■ INFORMATION PROVIDED
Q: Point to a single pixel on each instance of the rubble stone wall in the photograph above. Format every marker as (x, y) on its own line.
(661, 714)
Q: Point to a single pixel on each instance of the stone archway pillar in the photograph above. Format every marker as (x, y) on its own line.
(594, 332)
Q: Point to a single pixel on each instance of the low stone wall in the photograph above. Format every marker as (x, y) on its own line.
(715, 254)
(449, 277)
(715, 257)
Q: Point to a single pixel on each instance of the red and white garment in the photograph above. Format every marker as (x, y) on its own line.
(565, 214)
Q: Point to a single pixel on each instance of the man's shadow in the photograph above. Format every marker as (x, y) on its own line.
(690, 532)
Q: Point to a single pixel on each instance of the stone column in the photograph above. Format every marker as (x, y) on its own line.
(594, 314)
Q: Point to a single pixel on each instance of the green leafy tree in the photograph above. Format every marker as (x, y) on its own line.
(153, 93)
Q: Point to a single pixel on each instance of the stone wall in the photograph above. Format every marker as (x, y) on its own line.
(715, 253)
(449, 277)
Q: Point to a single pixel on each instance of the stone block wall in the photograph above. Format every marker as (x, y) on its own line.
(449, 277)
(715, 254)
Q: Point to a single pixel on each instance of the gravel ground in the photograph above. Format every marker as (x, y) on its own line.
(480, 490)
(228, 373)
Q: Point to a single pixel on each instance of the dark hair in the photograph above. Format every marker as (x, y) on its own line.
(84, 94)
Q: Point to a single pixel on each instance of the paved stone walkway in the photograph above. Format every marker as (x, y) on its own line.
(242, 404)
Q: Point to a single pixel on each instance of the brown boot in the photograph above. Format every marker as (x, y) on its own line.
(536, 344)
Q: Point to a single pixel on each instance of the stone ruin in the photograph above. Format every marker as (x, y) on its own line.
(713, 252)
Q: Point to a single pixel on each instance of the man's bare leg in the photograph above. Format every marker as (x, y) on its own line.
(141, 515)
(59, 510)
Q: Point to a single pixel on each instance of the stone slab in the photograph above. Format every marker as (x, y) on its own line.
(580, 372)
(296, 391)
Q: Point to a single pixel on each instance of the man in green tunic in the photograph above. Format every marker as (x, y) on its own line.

■ EXERCISE INSTRUCTIONS
Copy out the rows word for word, starting at the line containing "the man's bare" and continuing through the end of the rows above.

■ WRITTEN ANSWER
Q: Point to a single pixel on each instance of the man's bare leg in the photograph above. Format every marker as (x, y) on its own line.
(141, 515)
(59, 510)
Q: Point to a single pixel on each instance of the stone slab in the photograph above. Format every marker as (x, y) on its own line.
(580, 372)
(296, 391)
Q: Point to a single pixel on each instance of the man in green tunic in the photograph above. Format every marker as (x, y) on its own line.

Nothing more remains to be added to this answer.